#### [Task to complete]
Copy the data below line for line, changing nothing.

----

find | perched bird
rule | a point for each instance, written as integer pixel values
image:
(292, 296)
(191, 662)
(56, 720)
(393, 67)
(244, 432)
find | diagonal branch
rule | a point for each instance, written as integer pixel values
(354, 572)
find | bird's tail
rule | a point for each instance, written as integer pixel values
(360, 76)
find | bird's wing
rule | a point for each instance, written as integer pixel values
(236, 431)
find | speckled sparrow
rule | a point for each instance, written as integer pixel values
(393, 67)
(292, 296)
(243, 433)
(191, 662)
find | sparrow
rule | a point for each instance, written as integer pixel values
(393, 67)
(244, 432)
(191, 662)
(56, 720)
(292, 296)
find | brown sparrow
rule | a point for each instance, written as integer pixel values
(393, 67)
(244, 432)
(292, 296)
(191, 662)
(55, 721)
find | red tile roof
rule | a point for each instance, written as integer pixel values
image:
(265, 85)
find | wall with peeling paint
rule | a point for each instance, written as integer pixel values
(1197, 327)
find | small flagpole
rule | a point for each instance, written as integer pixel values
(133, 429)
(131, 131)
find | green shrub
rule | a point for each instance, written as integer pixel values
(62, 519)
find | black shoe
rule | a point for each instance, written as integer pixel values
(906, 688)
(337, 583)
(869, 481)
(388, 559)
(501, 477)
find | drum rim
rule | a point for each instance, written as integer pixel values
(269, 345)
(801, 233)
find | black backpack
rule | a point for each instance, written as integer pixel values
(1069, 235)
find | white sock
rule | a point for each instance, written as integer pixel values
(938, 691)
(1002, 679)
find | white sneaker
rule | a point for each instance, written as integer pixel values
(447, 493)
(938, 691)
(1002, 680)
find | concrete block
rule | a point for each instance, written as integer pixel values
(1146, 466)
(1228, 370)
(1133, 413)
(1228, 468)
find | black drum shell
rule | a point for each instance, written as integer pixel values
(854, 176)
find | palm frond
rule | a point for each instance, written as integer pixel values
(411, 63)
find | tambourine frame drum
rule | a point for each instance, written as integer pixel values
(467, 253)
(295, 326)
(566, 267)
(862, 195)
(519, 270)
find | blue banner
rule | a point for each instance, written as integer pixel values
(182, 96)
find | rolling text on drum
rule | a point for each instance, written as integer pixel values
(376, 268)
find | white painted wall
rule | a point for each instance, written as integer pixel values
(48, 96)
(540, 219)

----

#### [Task response]
find | perched bird
rule | a point for each instance, written as integer pixel values
image:
(292, 296)
(191, 662)
(56, 720)
(393, 67)
(244, 432)
find | diagonal branch
rule | a point for each instance, written as integer pixel values
(354, 572)
find | bird's tail
rule | a point for each instance, written as integer pixel values
(360, 76)
find | bird's wing
rule | a point for each instance, written as integer pixel values
(236, 431)
find | speckled sparrow
rule | a point for each instance, written as integer pixel values
(393, 67)
(292, 296)
(243, 433)
(191, 662)
find | sparrow
rule | a point for each instance, written as integer pixel values
(393, 67)
(244, 432)
(191, 662)
(56, 720)
(292, 296)
find | brown sparrow
rule | a point for each instance, written as integer pixel values
(393, 67)
(244, 432)
(292, 296)
(191, 662)
(55, 721)
find | red tile roof
rule | a point for each instance, written as integer pixel values
image:
(265, 85)
find | wall with peeling paint
rule | a point for each instance, written as integer pixel values
(1197, 327)
find | small flagpole
rule | a point for each instance, written as integer pixel values
(133, 429)
(131, 131)
find | green shrub
rule | a point for each instance, written as integer pixel values
(62, 519)
find | black shoe
rule | a point for each instance, written as integer pixel values
(906, 688)
(337, 583)
(869, 481)
(388, 559)
(501, 477)
find | drum rim
rule | a point for each instance, written as integer pixel values
(269, 345)
(801, 233)
find | black backpack
rule | a point for each instance, written as integer pixel values
(1069, 235)
find | white sock
rule | a point for each instance, written as integer pixel values
(938, 691)
(1002, 679)
find | white sneaker
rule | a point for each instance, written as integer pixel values
(447, 493)
(938, 691)
(1002, 680)
find | concrete block
rule | a point for each instance, written as integer pixel values
(1146, 466)
(1228, 370)
(1133, 413)
(1228, 468)
find | black drum shell
rule | a point for each instance, written as integer pixel values
(854, 176)
find | palm frond
rule | a point for each instance, written as integer pixel values
(411, 63)
find | tambourine frame drum
rule | a point for each instance, written as integer pixel values
(467, 253)
(295, 326)
(566, 267)
(862, 195)
(519, 270)
find | blue banner
rule | a point for each instance, written as integer pixel values
(182, 96)
find | rolling text on drum
rule | a point for each instance, written as integer pixel values
(376, 268)
find | white painted wall
rule | a point for each instance, written as integer pixel values
(48, 96)
(540, 219)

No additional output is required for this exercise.